▶ [What is required]:
Below are some records. Print everything from the line containing "of the white" down to the end of the records, keeping every character unchanged.

▶ [Raw data]:
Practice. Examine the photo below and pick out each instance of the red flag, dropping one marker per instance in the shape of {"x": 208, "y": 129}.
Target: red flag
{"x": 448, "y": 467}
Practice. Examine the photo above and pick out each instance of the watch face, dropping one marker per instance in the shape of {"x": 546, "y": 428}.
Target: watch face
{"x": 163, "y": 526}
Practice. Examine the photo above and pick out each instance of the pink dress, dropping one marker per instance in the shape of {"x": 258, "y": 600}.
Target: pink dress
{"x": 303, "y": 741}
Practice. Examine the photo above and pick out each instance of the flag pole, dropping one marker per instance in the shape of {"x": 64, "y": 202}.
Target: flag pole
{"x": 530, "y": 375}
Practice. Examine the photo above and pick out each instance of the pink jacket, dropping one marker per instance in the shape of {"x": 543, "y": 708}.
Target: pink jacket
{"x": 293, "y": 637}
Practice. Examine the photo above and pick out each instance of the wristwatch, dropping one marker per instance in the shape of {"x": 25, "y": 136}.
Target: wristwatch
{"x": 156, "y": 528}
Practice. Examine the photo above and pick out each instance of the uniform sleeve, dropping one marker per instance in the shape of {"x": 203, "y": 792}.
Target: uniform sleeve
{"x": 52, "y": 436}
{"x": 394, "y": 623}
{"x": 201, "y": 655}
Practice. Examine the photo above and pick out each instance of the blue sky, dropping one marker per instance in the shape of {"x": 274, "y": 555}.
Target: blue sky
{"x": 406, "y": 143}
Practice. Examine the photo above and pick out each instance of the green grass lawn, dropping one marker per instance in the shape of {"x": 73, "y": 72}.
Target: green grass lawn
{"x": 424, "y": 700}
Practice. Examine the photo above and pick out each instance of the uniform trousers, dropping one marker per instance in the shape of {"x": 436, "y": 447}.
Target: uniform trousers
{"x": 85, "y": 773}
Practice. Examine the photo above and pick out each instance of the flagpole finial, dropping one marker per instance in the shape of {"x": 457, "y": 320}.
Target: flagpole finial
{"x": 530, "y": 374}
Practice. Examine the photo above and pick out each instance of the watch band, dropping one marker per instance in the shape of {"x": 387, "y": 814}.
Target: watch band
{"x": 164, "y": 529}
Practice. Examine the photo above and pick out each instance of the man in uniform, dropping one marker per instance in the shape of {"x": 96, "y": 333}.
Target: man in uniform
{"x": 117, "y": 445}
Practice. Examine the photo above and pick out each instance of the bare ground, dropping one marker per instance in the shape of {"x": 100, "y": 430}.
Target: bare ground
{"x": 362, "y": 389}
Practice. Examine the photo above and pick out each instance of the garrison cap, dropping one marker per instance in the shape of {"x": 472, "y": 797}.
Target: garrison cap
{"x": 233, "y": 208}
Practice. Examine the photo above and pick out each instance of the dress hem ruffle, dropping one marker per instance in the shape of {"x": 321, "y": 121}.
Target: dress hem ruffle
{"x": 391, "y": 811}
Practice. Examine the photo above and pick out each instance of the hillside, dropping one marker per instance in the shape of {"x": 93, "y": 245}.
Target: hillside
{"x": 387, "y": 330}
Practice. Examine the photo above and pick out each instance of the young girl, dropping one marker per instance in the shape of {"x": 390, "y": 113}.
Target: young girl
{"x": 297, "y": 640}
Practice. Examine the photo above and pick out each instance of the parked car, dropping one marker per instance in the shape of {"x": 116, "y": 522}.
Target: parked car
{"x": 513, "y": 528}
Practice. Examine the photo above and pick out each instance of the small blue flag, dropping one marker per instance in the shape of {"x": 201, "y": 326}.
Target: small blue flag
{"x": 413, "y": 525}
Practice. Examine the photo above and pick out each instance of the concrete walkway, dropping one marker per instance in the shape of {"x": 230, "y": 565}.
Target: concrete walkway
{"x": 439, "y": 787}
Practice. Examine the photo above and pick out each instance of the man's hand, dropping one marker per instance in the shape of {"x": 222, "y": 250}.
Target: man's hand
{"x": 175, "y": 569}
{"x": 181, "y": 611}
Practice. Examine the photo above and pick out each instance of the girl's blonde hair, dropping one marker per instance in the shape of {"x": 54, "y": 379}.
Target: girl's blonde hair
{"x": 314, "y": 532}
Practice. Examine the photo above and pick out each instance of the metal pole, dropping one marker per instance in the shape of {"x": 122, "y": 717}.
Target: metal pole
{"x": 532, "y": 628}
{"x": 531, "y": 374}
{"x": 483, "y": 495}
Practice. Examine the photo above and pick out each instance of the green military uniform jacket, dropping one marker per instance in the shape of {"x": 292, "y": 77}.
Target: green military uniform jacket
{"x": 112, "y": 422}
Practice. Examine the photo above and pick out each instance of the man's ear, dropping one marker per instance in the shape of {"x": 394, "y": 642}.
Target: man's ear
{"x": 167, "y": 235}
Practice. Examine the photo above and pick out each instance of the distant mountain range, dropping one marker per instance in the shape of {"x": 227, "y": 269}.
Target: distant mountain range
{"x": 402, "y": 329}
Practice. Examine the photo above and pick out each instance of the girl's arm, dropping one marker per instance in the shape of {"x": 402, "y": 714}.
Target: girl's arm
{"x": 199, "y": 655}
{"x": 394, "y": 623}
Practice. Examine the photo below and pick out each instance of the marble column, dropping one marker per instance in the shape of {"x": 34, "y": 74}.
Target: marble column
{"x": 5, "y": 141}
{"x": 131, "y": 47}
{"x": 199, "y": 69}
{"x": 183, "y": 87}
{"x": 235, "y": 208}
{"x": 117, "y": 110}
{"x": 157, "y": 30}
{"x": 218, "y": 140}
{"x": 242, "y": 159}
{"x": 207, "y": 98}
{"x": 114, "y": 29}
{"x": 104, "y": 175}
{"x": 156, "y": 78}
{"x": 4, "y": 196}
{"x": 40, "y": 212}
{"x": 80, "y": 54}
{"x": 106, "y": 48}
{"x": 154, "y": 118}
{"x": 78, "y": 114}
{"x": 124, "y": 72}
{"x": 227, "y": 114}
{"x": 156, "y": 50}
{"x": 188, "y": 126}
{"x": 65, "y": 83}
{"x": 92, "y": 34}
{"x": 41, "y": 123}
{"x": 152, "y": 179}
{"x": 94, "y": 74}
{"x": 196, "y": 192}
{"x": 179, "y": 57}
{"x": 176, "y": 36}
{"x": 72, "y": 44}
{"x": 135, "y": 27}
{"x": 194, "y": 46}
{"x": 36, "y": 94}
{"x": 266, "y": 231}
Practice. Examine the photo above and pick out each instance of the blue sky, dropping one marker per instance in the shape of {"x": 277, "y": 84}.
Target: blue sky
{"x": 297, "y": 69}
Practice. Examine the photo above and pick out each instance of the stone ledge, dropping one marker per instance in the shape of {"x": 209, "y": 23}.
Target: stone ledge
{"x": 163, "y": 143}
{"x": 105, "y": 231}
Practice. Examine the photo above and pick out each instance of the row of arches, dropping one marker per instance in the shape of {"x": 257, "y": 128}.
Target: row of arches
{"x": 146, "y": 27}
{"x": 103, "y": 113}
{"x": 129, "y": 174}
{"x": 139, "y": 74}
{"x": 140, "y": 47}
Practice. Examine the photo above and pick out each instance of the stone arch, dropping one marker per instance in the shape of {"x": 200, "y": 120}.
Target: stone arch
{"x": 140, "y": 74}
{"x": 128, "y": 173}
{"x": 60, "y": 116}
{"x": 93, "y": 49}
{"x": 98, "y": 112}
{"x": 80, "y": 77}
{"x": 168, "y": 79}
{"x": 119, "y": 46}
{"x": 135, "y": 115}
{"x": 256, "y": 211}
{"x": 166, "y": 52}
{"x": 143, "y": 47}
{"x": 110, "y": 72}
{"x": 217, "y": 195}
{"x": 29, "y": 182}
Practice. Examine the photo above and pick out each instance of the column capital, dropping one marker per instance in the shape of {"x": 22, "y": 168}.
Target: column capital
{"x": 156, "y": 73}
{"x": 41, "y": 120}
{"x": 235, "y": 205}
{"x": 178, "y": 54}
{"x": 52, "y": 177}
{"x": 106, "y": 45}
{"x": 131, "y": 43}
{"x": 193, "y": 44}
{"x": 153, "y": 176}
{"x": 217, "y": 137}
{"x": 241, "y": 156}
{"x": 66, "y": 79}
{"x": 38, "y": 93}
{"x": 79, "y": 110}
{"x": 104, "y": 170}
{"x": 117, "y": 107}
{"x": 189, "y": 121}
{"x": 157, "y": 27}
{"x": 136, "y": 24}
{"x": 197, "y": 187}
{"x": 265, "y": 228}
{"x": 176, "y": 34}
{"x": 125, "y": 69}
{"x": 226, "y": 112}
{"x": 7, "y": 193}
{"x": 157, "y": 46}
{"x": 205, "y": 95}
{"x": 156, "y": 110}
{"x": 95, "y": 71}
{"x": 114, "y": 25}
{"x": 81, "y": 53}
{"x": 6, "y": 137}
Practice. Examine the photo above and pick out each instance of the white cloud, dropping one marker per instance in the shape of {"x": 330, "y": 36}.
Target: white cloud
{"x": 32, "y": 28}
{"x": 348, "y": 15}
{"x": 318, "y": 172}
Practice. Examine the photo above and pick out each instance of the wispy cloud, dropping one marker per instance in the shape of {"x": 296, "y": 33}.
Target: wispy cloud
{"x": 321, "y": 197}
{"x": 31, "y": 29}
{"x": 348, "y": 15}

▶ [Correct output]:
Practice. Examine the photo above and pick out each instance of the white cloud, dropping one marker per instance in the shape of {"x": 330, "y": 36}.
Target: white cloud
{"x": 32, "y": 28}
{"x": 348, "y": 15}
{"x": 318, "y": 172}
Practice. Examine the photo above and pick out each instance of the wispy cloud, dropping one marker per instance in the shape of {"x": 296, "y": 33}.
Target: wispy cloud
{"x": 321, "y": 197}
{"x": 31, "y": 29}
{"x": 348, "y": 15}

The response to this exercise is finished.